*** Opening of INFORMATION PROVIDED ***

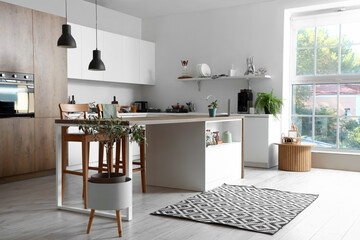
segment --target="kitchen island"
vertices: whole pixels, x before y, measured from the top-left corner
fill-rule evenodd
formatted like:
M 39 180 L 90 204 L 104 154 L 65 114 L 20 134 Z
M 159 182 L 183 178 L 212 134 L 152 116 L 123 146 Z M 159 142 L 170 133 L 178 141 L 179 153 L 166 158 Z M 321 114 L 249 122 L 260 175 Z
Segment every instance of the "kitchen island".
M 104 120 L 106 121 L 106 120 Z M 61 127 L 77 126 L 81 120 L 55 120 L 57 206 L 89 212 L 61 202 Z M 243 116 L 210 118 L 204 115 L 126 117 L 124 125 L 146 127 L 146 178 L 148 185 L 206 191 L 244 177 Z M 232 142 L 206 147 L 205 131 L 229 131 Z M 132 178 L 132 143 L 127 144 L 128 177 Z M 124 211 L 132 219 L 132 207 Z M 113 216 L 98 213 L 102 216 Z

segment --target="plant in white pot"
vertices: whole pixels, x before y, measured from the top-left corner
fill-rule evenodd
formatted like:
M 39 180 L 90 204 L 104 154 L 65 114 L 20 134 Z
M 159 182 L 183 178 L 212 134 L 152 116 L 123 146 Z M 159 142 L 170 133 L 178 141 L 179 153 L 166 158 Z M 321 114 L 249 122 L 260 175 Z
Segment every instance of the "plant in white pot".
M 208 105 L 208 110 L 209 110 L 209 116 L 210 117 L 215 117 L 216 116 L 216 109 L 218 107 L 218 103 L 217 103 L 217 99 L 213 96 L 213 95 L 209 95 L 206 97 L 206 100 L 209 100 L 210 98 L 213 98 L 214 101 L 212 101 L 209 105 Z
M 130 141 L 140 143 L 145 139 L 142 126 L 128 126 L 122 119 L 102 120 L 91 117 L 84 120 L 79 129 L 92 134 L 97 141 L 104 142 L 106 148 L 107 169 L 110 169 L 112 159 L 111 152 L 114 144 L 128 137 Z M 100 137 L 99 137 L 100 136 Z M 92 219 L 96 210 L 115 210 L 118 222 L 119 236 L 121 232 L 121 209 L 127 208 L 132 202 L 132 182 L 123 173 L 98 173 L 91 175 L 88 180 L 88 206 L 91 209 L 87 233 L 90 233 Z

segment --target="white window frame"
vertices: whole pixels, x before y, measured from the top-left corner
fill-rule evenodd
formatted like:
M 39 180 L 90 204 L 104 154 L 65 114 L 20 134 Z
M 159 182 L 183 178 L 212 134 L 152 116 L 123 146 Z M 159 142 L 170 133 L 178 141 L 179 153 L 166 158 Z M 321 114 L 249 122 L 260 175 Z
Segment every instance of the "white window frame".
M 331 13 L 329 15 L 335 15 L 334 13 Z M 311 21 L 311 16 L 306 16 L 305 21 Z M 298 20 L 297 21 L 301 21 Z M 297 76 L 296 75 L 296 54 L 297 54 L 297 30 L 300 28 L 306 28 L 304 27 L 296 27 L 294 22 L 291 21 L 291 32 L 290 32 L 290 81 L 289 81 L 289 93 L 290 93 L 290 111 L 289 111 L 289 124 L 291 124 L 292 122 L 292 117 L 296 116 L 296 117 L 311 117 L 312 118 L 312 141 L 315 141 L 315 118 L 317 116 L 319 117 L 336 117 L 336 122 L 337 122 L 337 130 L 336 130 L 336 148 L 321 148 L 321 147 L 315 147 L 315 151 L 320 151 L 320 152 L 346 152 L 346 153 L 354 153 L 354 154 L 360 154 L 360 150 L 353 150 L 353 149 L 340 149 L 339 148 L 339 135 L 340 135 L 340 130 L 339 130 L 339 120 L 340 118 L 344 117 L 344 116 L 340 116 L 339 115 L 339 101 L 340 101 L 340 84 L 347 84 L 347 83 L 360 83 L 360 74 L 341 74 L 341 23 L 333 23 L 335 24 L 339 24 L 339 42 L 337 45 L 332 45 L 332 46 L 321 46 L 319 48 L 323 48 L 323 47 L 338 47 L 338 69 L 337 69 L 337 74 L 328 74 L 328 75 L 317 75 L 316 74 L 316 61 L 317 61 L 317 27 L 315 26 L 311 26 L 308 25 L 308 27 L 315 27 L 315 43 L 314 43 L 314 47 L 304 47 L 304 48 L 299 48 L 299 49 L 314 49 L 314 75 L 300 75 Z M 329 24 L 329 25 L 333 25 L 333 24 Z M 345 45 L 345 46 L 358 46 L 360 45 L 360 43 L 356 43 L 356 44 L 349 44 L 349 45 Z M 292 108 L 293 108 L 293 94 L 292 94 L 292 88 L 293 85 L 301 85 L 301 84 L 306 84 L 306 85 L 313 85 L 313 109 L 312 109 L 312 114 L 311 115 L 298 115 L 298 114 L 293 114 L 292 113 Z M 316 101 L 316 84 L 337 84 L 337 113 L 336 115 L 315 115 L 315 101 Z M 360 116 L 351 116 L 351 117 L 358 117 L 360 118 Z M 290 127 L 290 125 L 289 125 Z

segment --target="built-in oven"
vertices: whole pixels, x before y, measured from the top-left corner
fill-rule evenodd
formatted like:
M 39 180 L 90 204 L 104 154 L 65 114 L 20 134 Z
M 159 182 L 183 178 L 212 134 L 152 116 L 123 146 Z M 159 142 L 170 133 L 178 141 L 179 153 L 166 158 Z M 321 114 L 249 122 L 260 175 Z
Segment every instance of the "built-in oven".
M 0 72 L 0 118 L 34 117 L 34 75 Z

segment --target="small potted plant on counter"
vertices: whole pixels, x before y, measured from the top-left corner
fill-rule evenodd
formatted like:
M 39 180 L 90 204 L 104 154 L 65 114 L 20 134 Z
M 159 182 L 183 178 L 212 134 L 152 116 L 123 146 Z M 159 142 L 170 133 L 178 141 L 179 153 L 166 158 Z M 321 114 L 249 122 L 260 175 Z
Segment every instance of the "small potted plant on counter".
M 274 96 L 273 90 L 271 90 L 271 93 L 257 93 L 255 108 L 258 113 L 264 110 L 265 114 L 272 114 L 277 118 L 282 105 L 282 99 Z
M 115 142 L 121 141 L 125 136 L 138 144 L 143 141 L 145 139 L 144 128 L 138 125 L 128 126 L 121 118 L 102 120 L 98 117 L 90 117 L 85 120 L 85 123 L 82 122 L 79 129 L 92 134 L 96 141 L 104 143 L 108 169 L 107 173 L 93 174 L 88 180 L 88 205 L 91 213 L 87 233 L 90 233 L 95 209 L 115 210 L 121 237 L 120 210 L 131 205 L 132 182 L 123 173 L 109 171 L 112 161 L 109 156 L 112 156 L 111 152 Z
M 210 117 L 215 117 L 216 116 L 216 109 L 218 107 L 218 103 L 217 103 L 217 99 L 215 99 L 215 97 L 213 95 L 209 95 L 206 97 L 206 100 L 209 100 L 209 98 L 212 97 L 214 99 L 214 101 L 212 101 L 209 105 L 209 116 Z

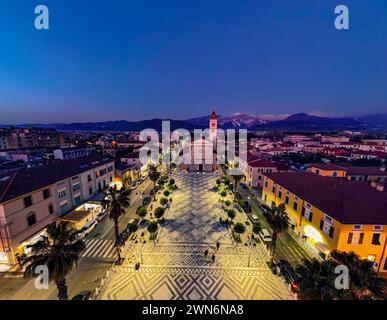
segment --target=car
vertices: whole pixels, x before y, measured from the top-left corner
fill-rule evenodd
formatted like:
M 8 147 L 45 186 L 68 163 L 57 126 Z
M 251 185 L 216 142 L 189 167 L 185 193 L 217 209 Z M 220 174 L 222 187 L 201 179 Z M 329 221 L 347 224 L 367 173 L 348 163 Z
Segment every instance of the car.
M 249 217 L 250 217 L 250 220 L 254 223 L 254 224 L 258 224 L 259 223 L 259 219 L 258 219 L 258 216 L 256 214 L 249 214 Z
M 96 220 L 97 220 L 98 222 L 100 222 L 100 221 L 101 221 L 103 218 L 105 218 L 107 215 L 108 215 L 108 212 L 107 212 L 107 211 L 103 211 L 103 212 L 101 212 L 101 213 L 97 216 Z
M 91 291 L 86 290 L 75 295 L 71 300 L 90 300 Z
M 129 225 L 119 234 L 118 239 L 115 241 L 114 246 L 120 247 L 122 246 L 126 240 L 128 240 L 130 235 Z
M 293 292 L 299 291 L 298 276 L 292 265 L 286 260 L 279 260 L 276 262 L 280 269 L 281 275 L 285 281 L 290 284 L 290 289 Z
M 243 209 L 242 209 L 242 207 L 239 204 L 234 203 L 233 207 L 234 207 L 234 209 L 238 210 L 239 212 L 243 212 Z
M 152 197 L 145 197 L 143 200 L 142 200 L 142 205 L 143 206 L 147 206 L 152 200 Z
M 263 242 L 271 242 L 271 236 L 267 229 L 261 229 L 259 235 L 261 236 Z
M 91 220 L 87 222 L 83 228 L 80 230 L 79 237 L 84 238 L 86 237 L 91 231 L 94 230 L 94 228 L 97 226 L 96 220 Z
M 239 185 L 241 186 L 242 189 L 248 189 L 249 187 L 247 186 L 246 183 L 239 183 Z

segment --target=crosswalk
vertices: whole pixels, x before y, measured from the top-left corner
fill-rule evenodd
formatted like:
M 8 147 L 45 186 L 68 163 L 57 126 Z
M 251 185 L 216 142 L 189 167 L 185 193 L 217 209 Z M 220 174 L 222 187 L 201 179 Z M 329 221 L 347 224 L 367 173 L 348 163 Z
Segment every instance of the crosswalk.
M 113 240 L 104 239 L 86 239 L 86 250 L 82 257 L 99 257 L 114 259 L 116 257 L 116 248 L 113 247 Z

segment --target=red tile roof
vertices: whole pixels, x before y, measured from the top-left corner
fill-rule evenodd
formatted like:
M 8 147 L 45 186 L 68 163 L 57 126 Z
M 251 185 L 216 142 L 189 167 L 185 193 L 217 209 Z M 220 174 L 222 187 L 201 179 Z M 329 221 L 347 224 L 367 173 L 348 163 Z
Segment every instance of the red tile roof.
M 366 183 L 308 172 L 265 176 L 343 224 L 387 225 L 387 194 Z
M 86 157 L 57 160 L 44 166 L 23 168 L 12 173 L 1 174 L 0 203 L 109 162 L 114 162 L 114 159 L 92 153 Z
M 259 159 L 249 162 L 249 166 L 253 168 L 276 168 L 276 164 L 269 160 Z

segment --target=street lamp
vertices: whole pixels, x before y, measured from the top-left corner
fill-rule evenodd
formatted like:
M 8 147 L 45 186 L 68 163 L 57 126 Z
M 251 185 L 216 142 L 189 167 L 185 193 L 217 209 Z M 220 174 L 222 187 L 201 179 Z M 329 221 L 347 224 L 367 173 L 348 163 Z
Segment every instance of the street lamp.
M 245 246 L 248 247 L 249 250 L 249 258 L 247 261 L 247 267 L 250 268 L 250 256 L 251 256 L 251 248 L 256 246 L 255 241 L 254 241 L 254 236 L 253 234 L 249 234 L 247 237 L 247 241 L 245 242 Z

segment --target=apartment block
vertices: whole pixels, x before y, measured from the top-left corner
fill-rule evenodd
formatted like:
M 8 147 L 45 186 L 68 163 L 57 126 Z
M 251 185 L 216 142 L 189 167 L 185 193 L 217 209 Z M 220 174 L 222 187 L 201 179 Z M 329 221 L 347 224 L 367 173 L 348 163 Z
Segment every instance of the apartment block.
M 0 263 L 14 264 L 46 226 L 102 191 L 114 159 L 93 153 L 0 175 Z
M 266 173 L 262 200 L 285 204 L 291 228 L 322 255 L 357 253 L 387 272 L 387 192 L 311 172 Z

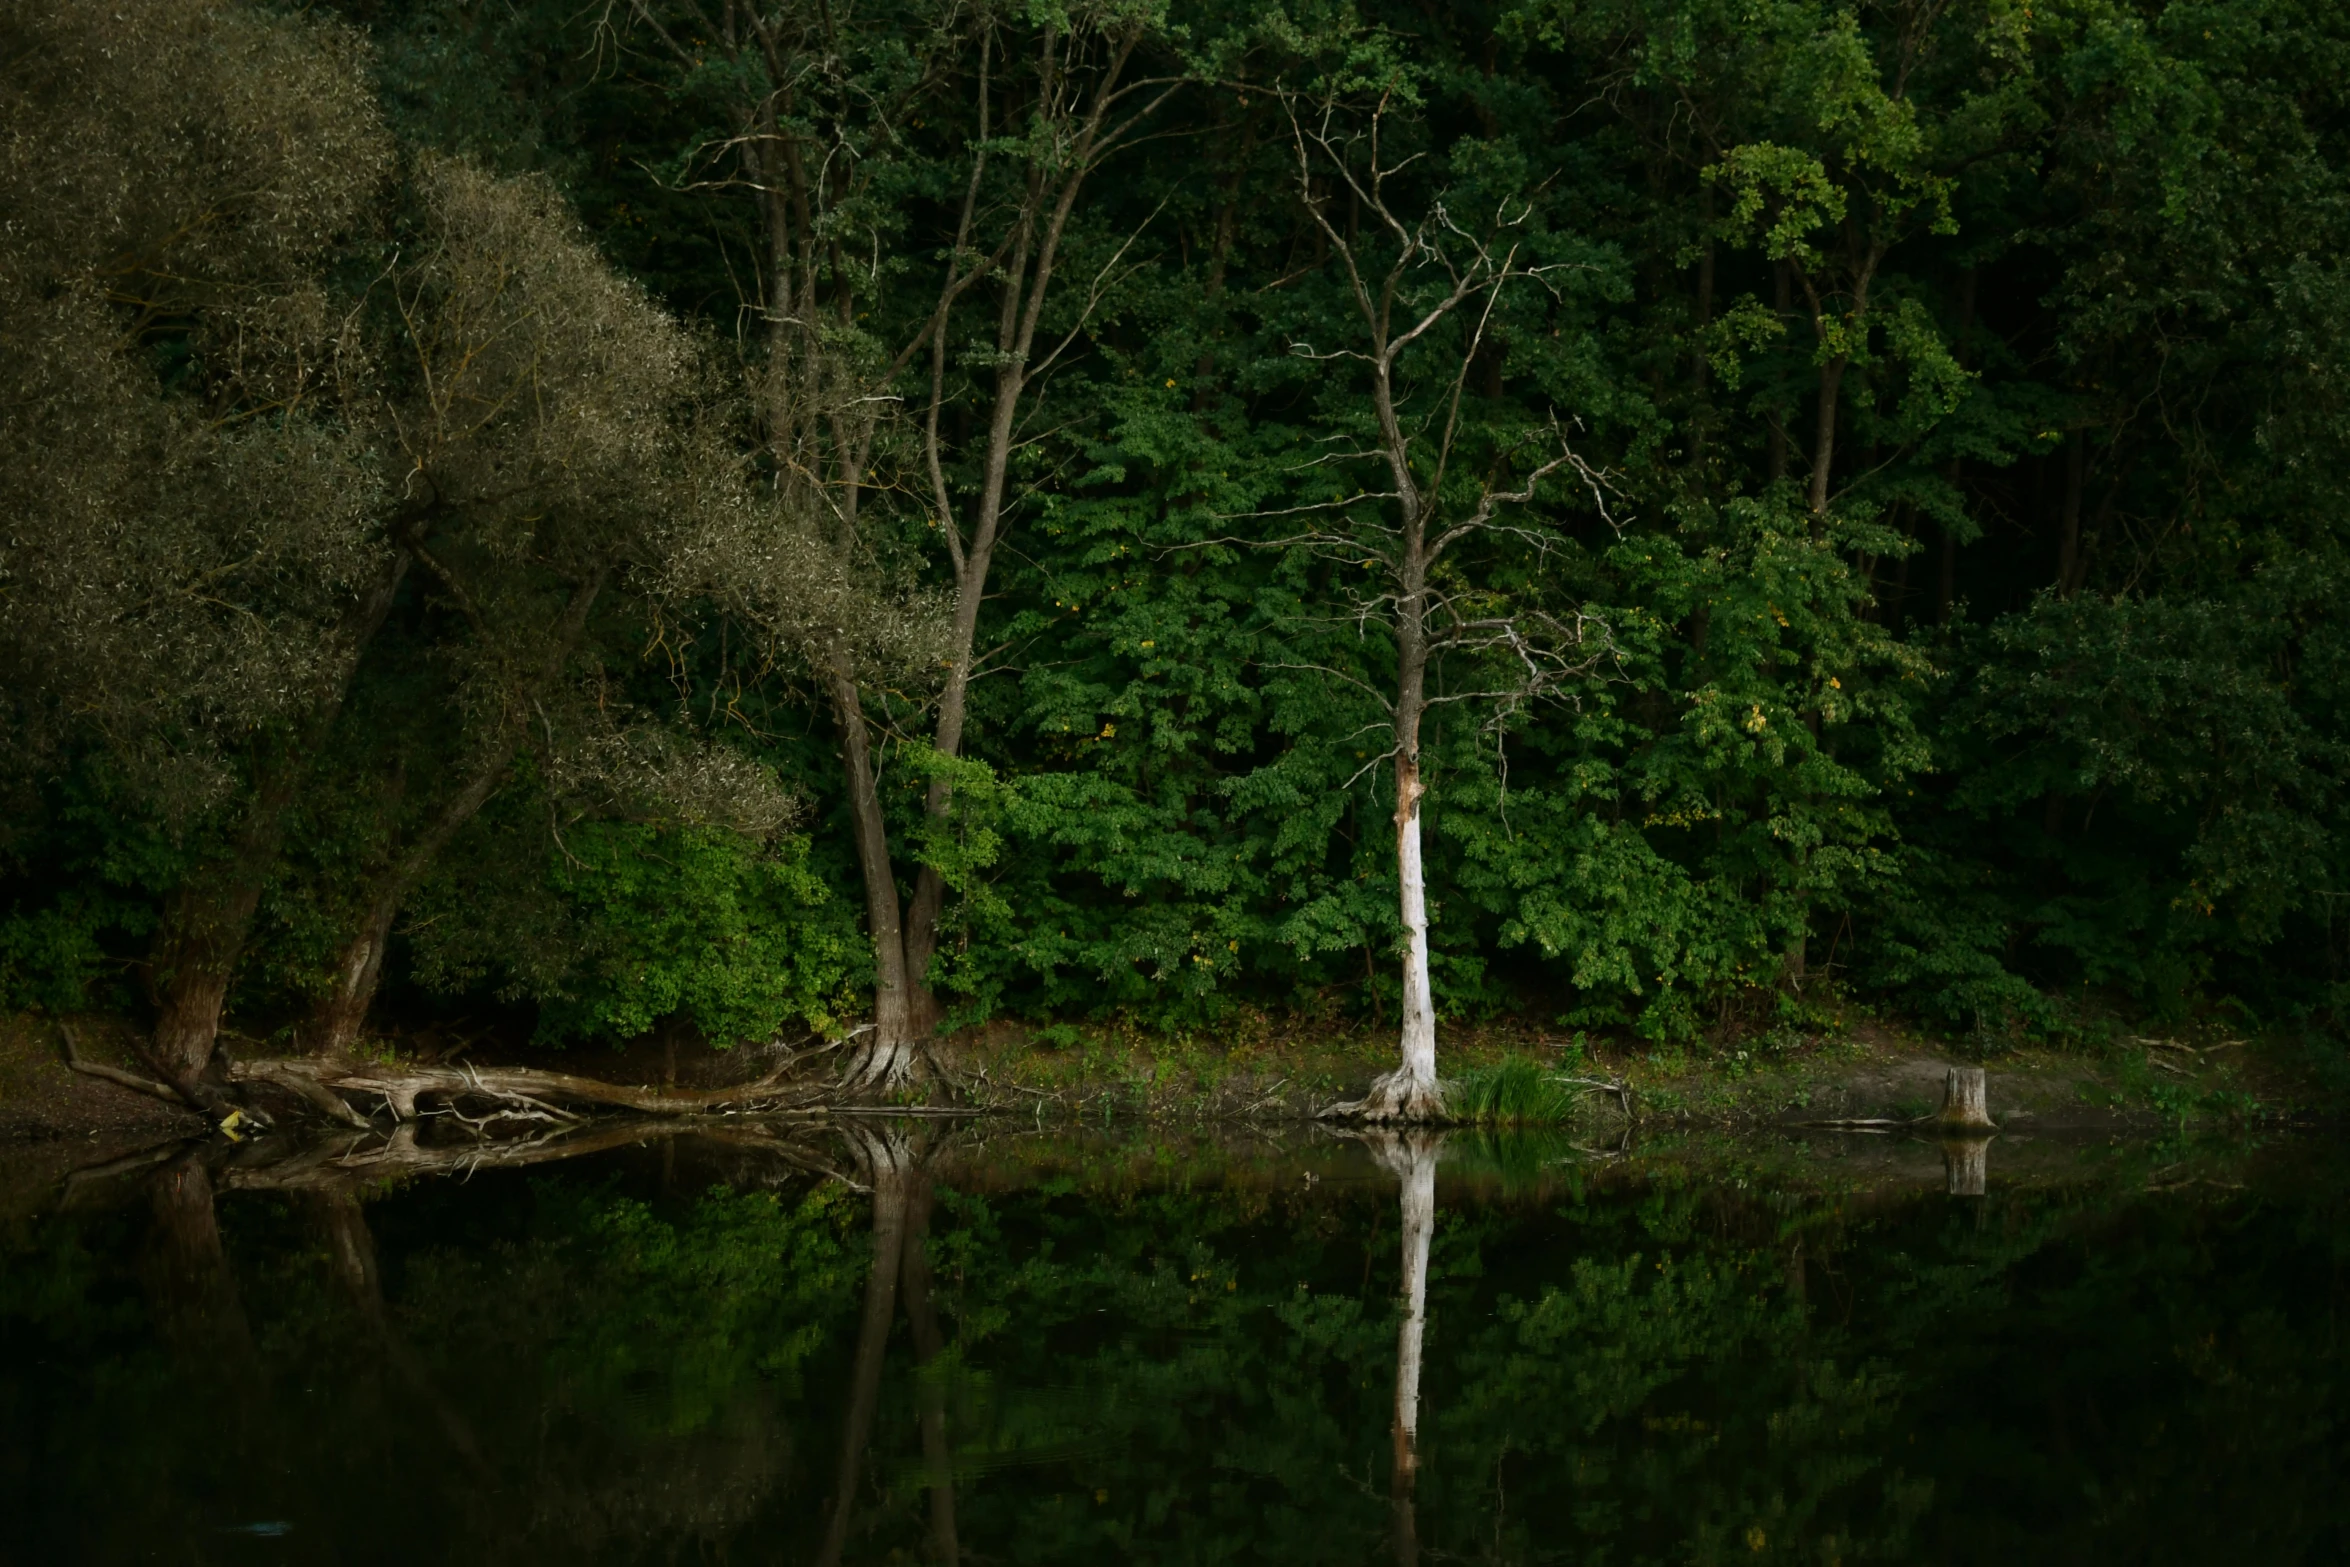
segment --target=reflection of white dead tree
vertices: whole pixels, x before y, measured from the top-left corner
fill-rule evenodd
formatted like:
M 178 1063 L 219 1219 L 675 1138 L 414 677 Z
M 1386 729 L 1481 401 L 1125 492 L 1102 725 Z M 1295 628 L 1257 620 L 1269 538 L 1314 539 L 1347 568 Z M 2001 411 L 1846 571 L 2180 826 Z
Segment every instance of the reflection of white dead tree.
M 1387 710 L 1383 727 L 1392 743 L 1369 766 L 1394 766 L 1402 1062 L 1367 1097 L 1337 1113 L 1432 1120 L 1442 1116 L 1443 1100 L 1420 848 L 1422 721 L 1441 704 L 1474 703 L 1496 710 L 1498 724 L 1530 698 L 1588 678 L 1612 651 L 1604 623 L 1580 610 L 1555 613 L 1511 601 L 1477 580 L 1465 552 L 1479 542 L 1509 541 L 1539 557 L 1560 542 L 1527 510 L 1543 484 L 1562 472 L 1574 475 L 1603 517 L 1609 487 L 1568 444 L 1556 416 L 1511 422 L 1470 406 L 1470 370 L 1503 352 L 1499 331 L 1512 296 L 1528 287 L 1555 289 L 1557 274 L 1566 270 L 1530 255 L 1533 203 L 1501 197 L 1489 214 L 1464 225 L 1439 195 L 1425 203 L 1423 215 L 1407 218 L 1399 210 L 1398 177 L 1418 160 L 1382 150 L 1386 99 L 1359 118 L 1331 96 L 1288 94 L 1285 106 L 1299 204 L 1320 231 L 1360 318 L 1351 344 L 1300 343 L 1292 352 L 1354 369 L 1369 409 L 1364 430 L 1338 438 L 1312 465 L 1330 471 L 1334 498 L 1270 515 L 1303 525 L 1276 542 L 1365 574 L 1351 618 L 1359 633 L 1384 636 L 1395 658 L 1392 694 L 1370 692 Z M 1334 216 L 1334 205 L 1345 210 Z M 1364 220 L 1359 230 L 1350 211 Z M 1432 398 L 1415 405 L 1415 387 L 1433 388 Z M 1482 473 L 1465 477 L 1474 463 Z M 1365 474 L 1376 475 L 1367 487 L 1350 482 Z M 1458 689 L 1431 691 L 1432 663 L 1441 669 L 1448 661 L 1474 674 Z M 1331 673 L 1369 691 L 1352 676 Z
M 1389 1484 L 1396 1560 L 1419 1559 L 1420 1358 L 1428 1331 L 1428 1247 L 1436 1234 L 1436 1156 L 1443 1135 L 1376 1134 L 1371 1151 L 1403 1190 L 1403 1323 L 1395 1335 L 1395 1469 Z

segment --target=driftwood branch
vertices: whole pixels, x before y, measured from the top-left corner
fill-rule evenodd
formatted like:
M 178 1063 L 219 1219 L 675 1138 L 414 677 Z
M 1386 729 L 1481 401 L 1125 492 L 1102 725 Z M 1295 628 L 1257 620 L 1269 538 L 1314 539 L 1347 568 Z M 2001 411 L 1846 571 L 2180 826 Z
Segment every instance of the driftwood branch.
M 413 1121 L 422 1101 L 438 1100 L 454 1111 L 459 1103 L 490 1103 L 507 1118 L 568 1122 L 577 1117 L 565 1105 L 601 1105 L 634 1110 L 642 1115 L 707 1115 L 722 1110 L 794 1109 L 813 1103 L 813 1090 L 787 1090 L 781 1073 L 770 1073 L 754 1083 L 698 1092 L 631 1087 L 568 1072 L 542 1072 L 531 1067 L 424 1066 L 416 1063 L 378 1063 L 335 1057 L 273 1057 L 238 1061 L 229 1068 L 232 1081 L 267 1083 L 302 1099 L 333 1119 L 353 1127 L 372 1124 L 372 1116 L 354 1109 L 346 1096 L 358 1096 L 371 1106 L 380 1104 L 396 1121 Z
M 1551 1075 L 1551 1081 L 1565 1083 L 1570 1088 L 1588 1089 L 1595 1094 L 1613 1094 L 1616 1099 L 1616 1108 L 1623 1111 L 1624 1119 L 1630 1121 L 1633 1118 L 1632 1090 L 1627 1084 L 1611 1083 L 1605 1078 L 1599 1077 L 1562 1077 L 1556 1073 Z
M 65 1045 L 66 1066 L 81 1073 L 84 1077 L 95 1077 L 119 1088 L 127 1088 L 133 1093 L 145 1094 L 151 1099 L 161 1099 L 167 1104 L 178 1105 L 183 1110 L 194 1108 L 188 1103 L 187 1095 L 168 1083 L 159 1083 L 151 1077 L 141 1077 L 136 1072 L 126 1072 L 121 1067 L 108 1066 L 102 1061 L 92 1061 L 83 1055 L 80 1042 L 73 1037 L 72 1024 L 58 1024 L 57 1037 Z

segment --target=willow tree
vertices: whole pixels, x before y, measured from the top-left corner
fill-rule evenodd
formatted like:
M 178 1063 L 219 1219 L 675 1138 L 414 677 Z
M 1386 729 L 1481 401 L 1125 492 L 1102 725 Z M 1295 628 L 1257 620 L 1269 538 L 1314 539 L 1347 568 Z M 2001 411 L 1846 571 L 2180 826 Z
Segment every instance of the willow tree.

*** Close of INFORMATION PROVIDED ***

__TRY IT__. Task for the records above: copy every line in which the word "willow" occurs.

__SOLUTION TO THIS EXERCISE__.
segment --target=willow tree
Segment every instance of the willow tree.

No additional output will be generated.